**EXERCISE BRIEF**. What is needed is a verbatim copy of each record below.

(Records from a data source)
──────────────────────────────

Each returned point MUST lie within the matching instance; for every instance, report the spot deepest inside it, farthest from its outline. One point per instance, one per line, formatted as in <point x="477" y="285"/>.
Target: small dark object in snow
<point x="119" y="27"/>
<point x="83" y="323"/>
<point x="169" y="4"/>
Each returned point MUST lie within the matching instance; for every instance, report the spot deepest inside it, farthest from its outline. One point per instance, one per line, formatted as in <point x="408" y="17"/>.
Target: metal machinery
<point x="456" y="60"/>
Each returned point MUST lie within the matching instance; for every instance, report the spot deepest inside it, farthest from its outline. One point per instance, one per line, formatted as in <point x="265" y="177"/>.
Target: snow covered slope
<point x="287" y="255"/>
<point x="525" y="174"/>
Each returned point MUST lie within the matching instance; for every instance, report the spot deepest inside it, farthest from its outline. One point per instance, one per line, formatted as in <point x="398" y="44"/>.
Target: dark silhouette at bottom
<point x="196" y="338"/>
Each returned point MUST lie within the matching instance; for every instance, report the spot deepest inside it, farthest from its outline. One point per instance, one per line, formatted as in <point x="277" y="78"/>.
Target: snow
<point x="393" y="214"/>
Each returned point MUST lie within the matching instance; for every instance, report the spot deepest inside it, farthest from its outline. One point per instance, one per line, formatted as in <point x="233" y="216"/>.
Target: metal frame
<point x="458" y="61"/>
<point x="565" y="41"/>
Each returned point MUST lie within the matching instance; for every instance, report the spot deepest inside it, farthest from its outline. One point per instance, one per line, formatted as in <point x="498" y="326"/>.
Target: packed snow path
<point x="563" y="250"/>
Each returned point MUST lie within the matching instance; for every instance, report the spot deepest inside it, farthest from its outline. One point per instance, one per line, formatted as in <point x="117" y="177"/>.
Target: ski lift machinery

──────────────────────────────

**EXERCISE ANSWER**.
Each returned point MUST lie within the matching instance; for every instance, report the spot deepest inside it, farthest from its outline. One point per instance, one per line, formatted as in <point x="477" y="285"/>.
Target: small dark object in snow
<point x="119" y="27"/>
<point x="83" y="323"/>
<point x="169" y="4"/>
Each returned point MUST lie within the matching instance; for every instance, report the spot deepest inside it, farthest from its outline. One point per instance, one per line, formatted as in <point x="408" y="17"/>.
Target: metal machinery
<point x="456" y="60"/>
Each returned point MUST lie within the matching instance; for every instance, report the spot deepest inside it, farthest from its outline. One point per instance, one per line, formatted as in <point x="265" y="177"/>.
Target: snow covered slope
<point x="287" y="255"/>
<point x="525" y="174"/>
Each returned point MUST lie within the matching instance; for every instance, report the spot deepest inside it, farthest from its outline. One point per instance, one per line, formatted as in <point x="398" y="44"/>.
Target: dark silhouette at bottom
<point x="196" y="338"/>
Each returned point MUST lie within the matching instance; for every instance, report the spot deepest inside it, farthest from its outline. One point per instance, one per line, formatted as in <point x="277" y="78"/>.
Target: snow
<point x="393" y="214"/>
Each returned point MUST lie within the matching instance; for every instance, report the spot deepest inside it, farthest from its outline. One point per instance, one per line, formatted as in <point x="233" y="216"/>.
Target: metal frame
<point x="458" y="61"/>
<point x="565" y="41"/>
Each returned point MUST lie within the matching instance; for every instance, report the spot deepest inside it, farthest from its outline. One point per instance, one per line, formatted as in <point x="498" y="326"/>.
Target: packed snow path
<point x="563" y="250"/>
Each returned point MUST lie within the matching instance; for every instance, report the spot deepest inside it, farthest from its outline. One point per instance, one per line, formatted as in <point x="117" y="177"/>.
Target: ski lift machinery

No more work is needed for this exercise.